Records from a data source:
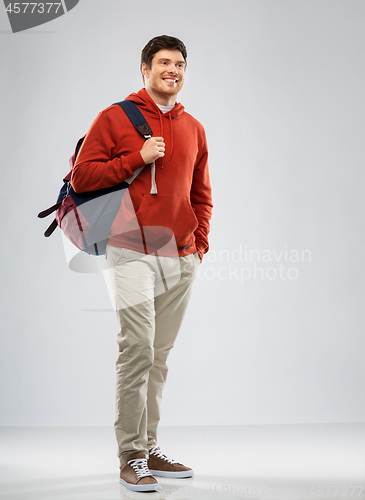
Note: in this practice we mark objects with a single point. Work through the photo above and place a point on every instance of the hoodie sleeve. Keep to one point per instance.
(201, 199)
(99, 163)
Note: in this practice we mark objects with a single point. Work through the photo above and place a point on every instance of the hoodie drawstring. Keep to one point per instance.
(153, 179)
(172, 137)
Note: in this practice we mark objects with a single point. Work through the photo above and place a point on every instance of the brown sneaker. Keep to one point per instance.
(160, 465)
(136, 476)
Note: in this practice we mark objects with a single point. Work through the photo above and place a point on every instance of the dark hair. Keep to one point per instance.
(159, 43)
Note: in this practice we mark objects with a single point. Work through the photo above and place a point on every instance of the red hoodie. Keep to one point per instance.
(183, 203)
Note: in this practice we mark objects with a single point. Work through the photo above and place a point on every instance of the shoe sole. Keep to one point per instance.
(179, 474)
(140, 487)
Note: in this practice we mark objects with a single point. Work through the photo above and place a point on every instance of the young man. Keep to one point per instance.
(156, 245)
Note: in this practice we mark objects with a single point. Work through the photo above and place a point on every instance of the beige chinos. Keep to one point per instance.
(150, 295)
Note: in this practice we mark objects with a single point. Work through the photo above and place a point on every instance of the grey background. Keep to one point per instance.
(279, 86)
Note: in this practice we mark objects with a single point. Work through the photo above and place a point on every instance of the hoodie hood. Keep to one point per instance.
(149, 108)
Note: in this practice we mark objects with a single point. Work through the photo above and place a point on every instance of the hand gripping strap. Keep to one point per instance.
(136, 117)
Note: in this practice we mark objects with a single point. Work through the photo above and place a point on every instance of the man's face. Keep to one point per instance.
(166, 76)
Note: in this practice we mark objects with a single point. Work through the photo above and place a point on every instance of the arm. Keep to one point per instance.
(201, 200)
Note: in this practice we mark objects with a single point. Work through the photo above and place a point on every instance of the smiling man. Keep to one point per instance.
(155, 253)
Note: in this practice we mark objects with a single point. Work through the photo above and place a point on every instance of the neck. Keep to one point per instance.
(162, 99)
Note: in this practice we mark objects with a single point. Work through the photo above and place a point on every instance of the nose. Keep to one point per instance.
(173, 69)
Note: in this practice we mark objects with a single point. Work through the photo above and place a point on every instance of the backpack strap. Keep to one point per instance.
(140, 124)
(136, 117)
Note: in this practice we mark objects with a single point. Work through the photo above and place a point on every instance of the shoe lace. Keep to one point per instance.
(140, 467)
(158, 453)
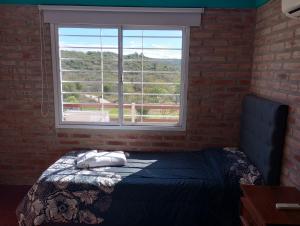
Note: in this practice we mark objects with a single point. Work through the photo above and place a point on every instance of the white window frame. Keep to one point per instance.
(59, 123)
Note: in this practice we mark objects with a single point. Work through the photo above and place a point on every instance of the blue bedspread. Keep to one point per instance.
(152, 189)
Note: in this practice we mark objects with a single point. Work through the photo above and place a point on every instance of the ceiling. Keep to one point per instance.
(147, 3)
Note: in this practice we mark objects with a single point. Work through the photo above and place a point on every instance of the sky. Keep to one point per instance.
(165, 44)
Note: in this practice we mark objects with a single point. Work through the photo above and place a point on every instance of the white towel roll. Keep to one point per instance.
(96, 158)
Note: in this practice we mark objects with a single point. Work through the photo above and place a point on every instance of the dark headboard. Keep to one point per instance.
(263, 125)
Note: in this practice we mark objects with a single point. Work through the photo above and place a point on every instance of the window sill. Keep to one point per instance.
(123, 127)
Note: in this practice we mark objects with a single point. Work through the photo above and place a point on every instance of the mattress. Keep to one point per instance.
(180, 188)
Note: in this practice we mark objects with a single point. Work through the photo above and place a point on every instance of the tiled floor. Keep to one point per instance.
(10, 196)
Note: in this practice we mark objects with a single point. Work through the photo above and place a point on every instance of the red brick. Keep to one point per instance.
(278, 79)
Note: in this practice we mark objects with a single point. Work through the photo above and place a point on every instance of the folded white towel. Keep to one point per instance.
(96, 158)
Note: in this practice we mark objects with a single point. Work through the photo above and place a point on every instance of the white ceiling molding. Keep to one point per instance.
(121, 15)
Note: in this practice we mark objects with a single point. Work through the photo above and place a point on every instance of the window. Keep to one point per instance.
(120, 67)
(121, 77)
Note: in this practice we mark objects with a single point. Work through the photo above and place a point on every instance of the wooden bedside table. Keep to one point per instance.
(258, 205)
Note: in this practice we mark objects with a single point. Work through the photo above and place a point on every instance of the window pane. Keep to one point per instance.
(89, 74)
(152, 76)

* **What is needed**
Pictures in the records above are not copied; print everything else exactly.

* **Answer to the problem**
Note: in this practice we mark objects with a single point. Work through the photo above and place a point on every instance of the hoodie sleeve. Keep to one point per instance.
(201, 199)
(99, 163)
Note: in this practice we mark objects with a single point. Work through the photo above and place a point on every instance of the hoodie drawstring. Keep to one point per instance.
(153, 179)
(172, 137)
Note: in this practice we mark objects with a single point. Work through the photo above and place a point on every instance of the brown sneaker. Keep to one point per instance.
(160, 465)
(136, 476)
Note: in this practice we mark objects with a single point. Work through the photo above and place a point on every instance of the dark hair. Keep to one point per instance.
(159, 43)
Note: in this practice we mark objects with a single point. Work through the photo above and place a point on every instance of the red hoodie. Keep to one point per instance.
(183, 203)
Note: in this practice we mark objects with a single point. Work through the photo above and place a point on every instance of the shoe sole. Keep to one point per instance.
(179, 474)
(140, 487)
Note: in this practice we mark objects with a single point. Work through the photo above and place a point on every instance of the young man. Keep to one point per instance.
(156, 245)
Note: in this practice we mark objects with a single point. Work through the photo above and place a point on every instance of the beige chinos. Keep to one point per instance.
(150, 295)
Note: in this practice we mark objects with a single point. Work through the photo above and place a point on every instance of the grey background. Keep to one point per instance.
(279, 86)
Note: in this practice we mark objects with a single point. Work through the photo above and place a point on every instance of the hoodie hood. Keep to one point per instance.
(149, 108)
Note: in this practice we mark objects with a single point. Work through the photo above and place a point on every instance of the hand gripping strap. Keep to one point per instance.
(136, 117)
Note: in this practice we mark objects with a single point. Work through the photo above and place a point on every instance of the man's face. Keep to one point per instance.
(166, 76)
Note: in this practice we mark objects with a single point. Work through the photo above and place a point on every instance of the arm. Keep to one point per instance.
(201, 200)
Note: in this practice we mark objects with a single point. Work through the photo above and place a point on every instance of the smiling man. Keep to one point per instance.
(155, 253)
Note: in this practice we mark objects with a single point. Work through the photo above and place a point on every instance of the neck. Keep to one point per instance.
(162, 99)
Note: in this practice we mark objects with a single point. Work through the photo above and place a point on every instance of the nose. Keep to one point per instance.
(173, 69)
Note: in this practice we mark objects with a single point. Work through the photo above and place a point on every instance of the backpack strap. Keep to one point per instance.
(140, 124)
(136, 117)
Note: in this practice we mark objects with a single point. Work through the photo above and place a point on every instance of the shoe lace. Keep to one point per instance.
(140, 467)
(158, 453)
Note: in this practice we mark objects with a single point. Work through the photo above and place a point on every instance of the white window frame. Keep to one point per instance.
(59, 123)
Note: in this practice we mark objects with a single point. Work through the photo above and place a point on every instance of the blue bedspread. Keep to one point per instance.
(152, 189)
Note: in this practice we mark objects with a single point. Work through the photo above and place a point on every instance of the ceiling. Keep to one point per instance.
(147, 3)
Note: in this practice we mark objects with a single point. Work through the photo above and place a point on every instance of the sky. Keep to one point per instance.
(165, 44)
Note: in this practice we mark objects with a single point. Work through the photo above and place a point on every instance of the white towel roll. Keep to one point per instance.
(96, 158)
Note: in this practice we mark objects with a single point. Work through the photo above and place a point on every instance of the dark headboard. Keep to one point per instance.
(263, 125)
Note: in this practice we mark objects with a single point. Work through the photo above and place a point on every instance of the window sill. Keep to one point per instance.
(123, 127)
Note: in this practice we mark objects with a single point. Work through the photo above and place a point on every instance of the mattress. Keep to one point per instance.
(180, 188)
Note: in this practice we mark objects with a single point. Work through the photo above and place a point on every instance of the tiled floor. Keep to one point per instance.
(10, 196)
Note: in this practice we mark objects with a single point. Work through the photo above and place a point on every instance of the red brick. Keep to one point per instance.
(278, 79)
Note: in this practice we mark objects with a single point. Work through the photo above and place a point on every instance of the folded white towel. Keep to one point per instance.
(96, 158)
Note: in this practice we mark objects with a single point. Work through the photo above and place a point on every instance of the white ceiling molding. Keep to one point per instance.
(121, 15)
Note: in this practice we mark objects with a single point. Work through the photo above and place a point on every instance of the window. Keep to one point per instance.
(120, 67)
(121, 77)
Note: in this practice we mark objects with a single point. Work through the photo above and place a point on every instance of the wooden bedside table. Keep to one point per instance.
(258, 205)
Note: in this practice we mark objects with a single point. Work through the photo above and place a point on every instance of the window pane. Keep to one point per instance.
(89, 74)
(152, 76)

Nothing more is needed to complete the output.